What you will do:
Quote the listing below word for word, from start to finish, and leave the pictures out.

· · · · ·

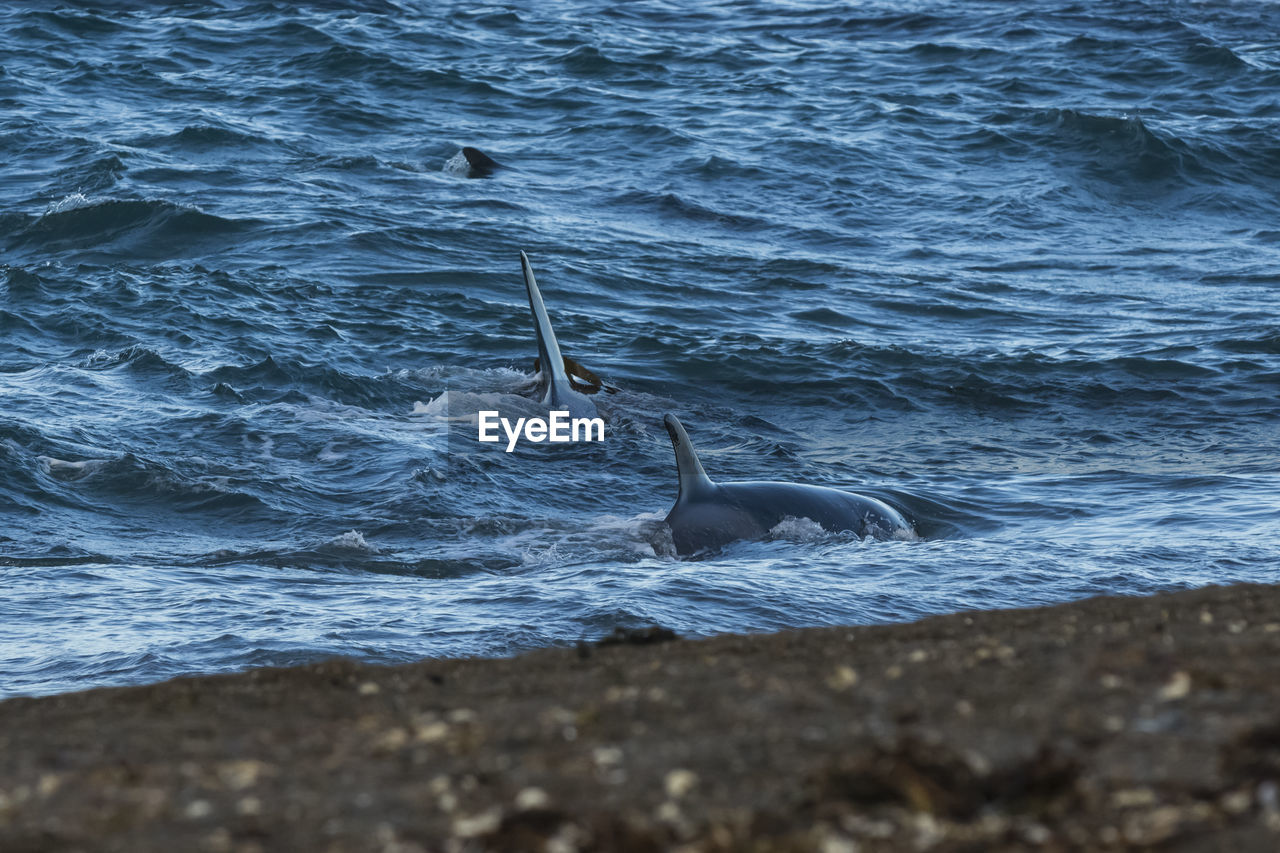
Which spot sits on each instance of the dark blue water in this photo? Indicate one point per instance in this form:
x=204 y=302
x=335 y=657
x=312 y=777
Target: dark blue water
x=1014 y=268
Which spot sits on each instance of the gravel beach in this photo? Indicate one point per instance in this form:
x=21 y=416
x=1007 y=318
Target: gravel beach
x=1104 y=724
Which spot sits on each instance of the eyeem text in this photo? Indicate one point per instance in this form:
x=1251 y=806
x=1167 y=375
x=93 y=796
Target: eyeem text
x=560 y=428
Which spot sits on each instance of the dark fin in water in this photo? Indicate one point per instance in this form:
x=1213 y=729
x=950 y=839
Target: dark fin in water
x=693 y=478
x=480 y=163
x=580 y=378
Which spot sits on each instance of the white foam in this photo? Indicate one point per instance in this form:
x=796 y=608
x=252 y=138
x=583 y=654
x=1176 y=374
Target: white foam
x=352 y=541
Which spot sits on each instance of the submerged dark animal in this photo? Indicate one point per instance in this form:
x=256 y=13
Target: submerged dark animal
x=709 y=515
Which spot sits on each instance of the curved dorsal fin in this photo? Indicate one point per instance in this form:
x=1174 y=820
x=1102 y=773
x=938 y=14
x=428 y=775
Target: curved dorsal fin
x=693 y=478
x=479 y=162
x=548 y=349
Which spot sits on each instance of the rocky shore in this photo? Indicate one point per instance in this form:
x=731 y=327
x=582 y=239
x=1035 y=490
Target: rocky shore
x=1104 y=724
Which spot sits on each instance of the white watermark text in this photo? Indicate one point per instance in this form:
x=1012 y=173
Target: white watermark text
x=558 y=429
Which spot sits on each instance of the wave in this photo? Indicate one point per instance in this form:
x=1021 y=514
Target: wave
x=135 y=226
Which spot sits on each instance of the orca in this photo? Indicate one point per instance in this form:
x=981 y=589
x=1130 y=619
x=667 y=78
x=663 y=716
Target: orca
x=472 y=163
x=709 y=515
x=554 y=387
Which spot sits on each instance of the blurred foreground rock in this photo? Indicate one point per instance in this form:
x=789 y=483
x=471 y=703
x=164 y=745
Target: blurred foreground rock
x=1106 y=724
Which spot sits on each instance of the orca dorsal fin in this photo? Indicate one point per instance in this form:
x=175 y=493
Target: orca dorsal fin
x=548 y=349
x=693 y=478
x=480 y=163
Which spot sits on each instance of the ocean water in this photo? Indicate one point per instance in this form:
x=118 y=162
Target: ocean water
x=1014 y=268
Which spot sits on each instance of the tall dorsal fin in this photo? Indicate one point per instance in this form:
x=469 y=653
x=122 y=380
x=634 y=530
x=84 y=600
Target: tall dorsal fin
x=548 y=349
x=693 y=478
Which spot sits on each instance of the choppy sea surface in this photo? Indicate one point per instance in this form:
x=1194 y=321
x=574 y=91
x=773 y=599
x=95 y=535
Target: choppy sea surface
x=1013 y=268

· · · · ·

In response:
Which spot sits on each instance of the dark blue water in this photo? Indicate one point per instance in this form:
x=204 y=302
x=335 y=657
x=312 y=777
Target: dark blue water
x=1014 y=268
Which spot sits on each instance of the gravel beach in this photo? Indicate one point per instance in this form:
x=21 y=416
x=1007 y=318
Target: gravel beach
x=1104 y=724
Which spot sits on each instance of the eyeem text in this photo? Indicate one point per instance in this form:
x=1251 y=806
x=1167 y=375
x=93 y=796
Target: eyeem text
x=560 y=428
Which spot sits on each instance of the dark fin in water in this photo? Indicate one point per instance in this form:
x=1213 y=729
x=950 y=839
Target: dark fin in water
x=693 y=478
x=480 y=163
x=580 y=378
Which spot sits on each instance of the white foam in this photo? Indicate one point per instance in this form:
x=796 y=608
x=252 y=138
x=583 y=654
x=1176 y=374
Target: white foam
x=352 y=541
Which spot sits on each instance of the submerged dark animal in this photo? Indicate one point per instance in this form:
x=256 y=13
Target: submerged dark animal
x=709 y=515
Which spot sits on each instance of the curved dorsal fin in this photo? Indicate one point per instance in this form:
x=1174 y=820
x=1102 y=773
x=938 y=14
x=428 y=775
Target: curved dorsal fin
x=693 y=478
x=479 y=162
x=548 y=349
Which spot sits on each instance of the rocky shore in this photo? Indicate one point per instance in this form:
x=731 y=327
x=582 y=239
x=1035 y=490
Target: rocky shore
x=1104 y=724
Which spot sits on each instance of the white watermark text in this photo? Indicate one point per instance in this form:
x=1012 y=173
Target: white watermark text
x=558 y=429
Which spot sits on each instance of the wave in this photo? Indicate one point per instance in this form:
x=1021 y=514
Target: wave
x=135 y=226
Which spot sits on each instance of the orca in this photo? Indicate one point per instance in this form:
x=981 y=589
x=1130 y=619
x=667 y=78
x=663 y=716
Target: orca
x=472 y=163
x=709 y=515
x=554 y=387
Which spot sits on each instance of the blurred foreground rock in this photo? Indicate one point per instance in this form:
x=789 y=483
x=471 y=703
x=164 y=745
Target: blurred foreground rock
x=1106 y=724
Which spot sits on each instance of the orca dorsal fin in this photo? Indicate one point per instance in this form:
x=175 y=493
Target: orca dorsal fin
x=548 y=349
x=693 y=478
x=480 y=163
Which spot sits on each instance of the ocean water in this photo? Indicate one point per instance in this form:
x=118 y=162
Target: ocean water
x=1014 y=268
Which spot sits on each instance of the tall dorsal fin in this photo? Indicate one point per instance in this form:
x=469 y=653
x=122 y=380
x=634 y=530
x=84 y=600
Target: tall dorsal fin
x=548 y=349
x=693 y=478
Which spot sits on each instance of the choppy sea surface in this photo? Indicate one point per instance in this form:
x=1194 y=321
x=574 y=91
x=773 y=599
x=95 y=535
Target: choppy sea surface
x=1013 y=268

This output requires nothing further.